## Document extract
☆ ☆ ☆ ☆

Deputy Defense Minister Alexander Fomin said the move was meant to increase trust in the talks after several rounds of negotiations failed to halt what has devolved into a bloody campaign of attrition.
The announcement was met with skepticism from the U.S. and others.
While Russia portrayed it as a goodwill gesture, it comes as the Kremlin’s troops have become bogged down in the face of stiff Ukrainian resistance that has thwarted President Vladimir Putin’s hopes for a quick military victory. Late last week, and again on Tuesday, Russia seemed to roll back its war aims, saying its “main goal” now is gaining control of the Donbas region in eastern Ukraine.
U.S. Secretary of State Antony Blinken said he had not seen anything indicating talks were progressing in a “constructive way,” and he suggested Russian indications of a pullback could be an attempt by Moscow to “deceive people and deflect attention.”
“There is what Russia says and there is what Russia does, and we’re focused on the latter,” Blinken said in Morocco. “And what Russia is doing is the continued brutalization of Ukraine.”
He added, “If they somehow believe that an effort to subjugate only the eastern part of Ukraine or the southern part of Ukraine ... can succeed, then once again they are profoundly fooling themselves.”
Fomin said Moscow has decided to “fundamentally ... cut back military activity in the direction of Kyiv and Chernihiv” to “increase mutual trust and create conditions for further negotiations.” He did not immediately spell out what that would mean in practical terms.
Ukraine’s military said it has noted withdrawals of some forces around Kyiv and Chernihiv. Pentagon spokesman John Kirby told CNN “we haven’t seen anything to corroborate” reports of Russia withdrawing significant forces from around Kyiv. “But what we have seen over the last couple of days is they have stopped trying to advance on Kyiv.”

☆ ☆ ☆ ☆

## Supplied entries
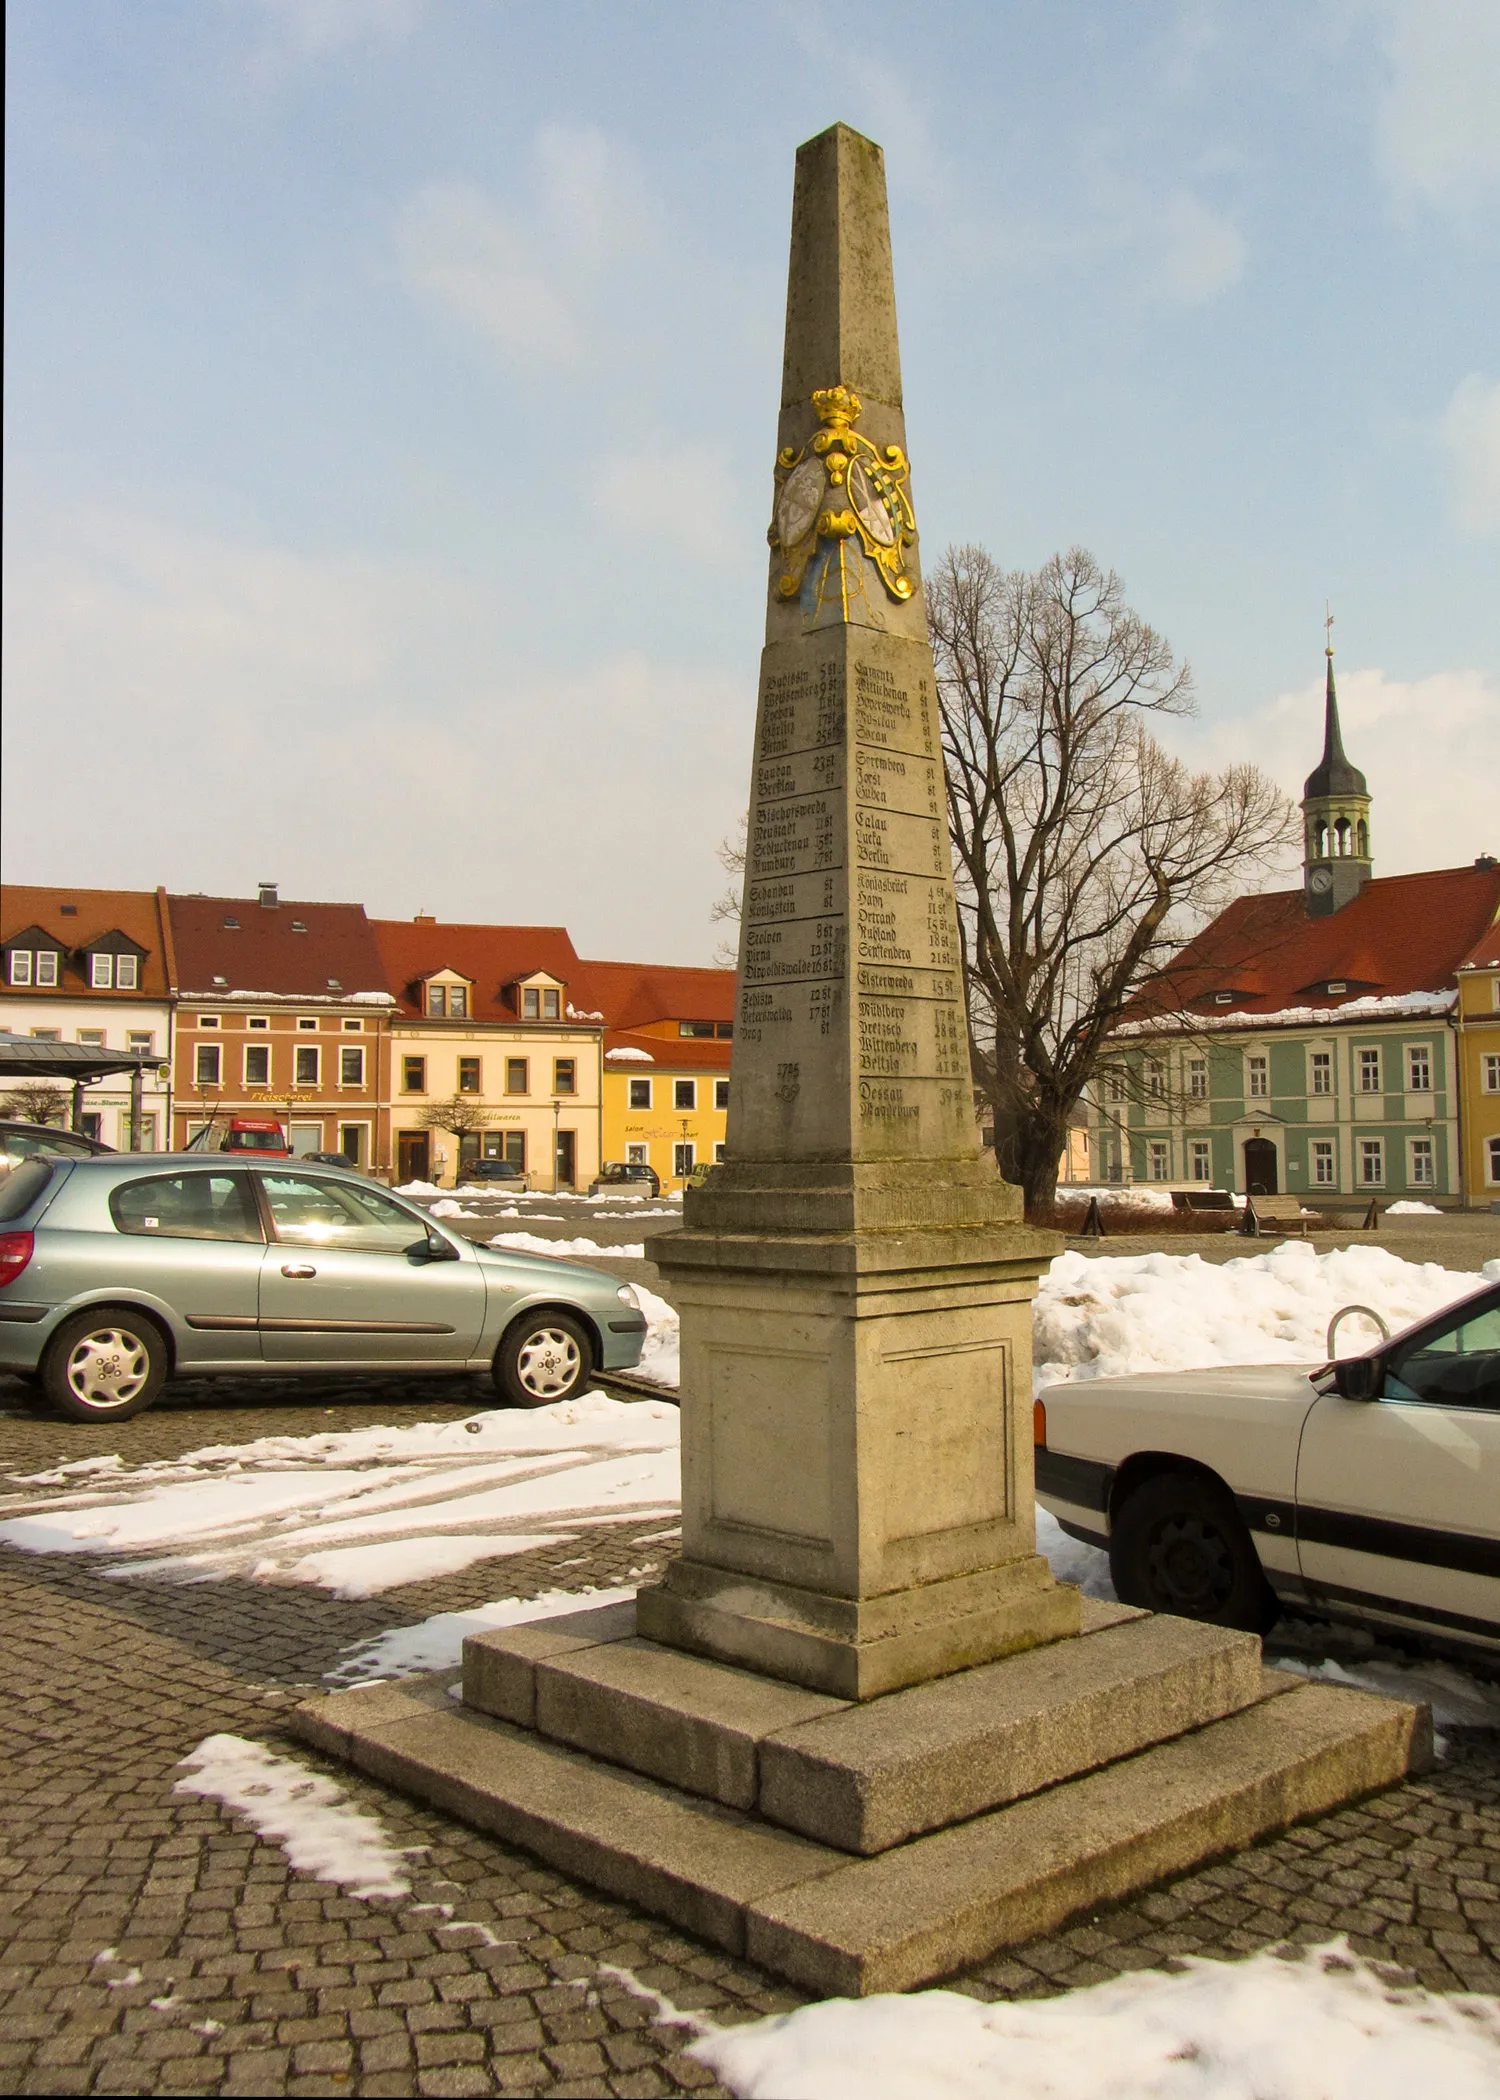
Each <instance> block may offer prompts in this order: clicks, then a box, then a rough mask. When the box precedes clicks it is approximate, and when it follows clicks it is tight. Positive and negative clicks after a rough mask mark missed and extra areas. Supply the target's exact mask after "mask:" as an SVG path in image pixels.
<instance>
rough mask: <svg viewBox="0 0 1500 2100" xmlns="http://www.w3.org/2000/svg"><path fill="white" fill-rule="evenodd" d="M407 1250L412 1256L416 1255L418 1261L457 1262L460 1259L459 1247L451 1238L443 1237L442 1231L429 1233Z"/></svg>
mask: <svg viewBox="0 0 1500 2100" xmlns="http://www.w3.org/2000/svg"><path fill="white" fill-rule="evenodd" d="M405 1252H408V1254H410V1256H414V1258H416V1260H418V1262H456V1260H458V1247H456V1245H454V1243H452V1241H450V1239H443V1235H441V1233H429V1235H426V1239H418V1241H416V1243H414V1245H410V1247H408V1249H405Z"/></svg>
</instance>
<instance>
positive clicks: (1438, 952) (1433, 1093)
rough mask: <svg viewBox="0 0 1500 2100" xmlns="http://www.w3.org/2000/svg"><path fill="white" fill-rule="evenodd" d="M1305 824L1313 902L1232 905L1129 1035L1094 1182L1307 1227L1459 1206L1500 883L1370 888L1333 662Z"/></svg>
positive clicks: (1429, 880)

☆ ☆ ☆ ☆

## Set of tasks
1 – According to the news report on Russia's announced cutback near Kyiv and Chernihiv, what does Russia now say its "main goal" is?
2 – Continue the news report on Russia's announced cutback near Kyiv and Chernihiv, starting after its final sentence.

## Your responses
1 – Gaining control of the Donbas region in eastern Ukraine.

2 –
Rob Lee, a military expert at the U.S.-based Foreign Policy Research Institute, tweeted: “This sounds like more of an acknowledgment of the situation around Kyiv where Russia’s advance has been stalled for weeks and Ukrainian forces have had recent successes. Russia doesn’t have the forces to encircle the city.”
Negotiators from Russia and Ukraine met Tuesday in Istanbul, their first face-to-face talks in two weeks. Earlier talks, held in person in Belarus or by video, made no progress toward ending the more than month-long war that has killed thousands and driven over 10 million Ukrainians from their homes, including almost 4 million who have fled the country.
Fomin suggested there had been progress Tuesday, saying “negotiations on preparing an agreement on Ukraine’s neutrality and non-nuclear status, as well as on giving Ukraine security guarantees, are turning to practical matters.”
Ukraine’s team, meanwhile, set out a detailed framework for a peace deal under which the country would remain neutral but its security would be guaranteed by a group of third countries, including the U.S., Britain, France, Turkey, China and Poland, in an arrangement similar to NATO’s "an attack on one is an attack on all” principle.
Ukraine said it would also be willing to hold talks over a 15-year period on the future of the Crimean Peninsula, which was seized by Russia in 2014, with both countries agreeing not to use their armed forces to resolve the issue in the meantime.
Russia’s views on the proposals were not immediately clear.
Turkish Foreign Minister Mevlut Cavusoglu said the talks had made “meaningful” progress and the two sides had reached “a consensus and common understanding” on some issues.
He said the meeting would be followed by a one between the Russian and Ukrainian foreign ministers at an unspecified time. A meeting between the Russian and Ukrainian presidents is also “on the agenda,” he said.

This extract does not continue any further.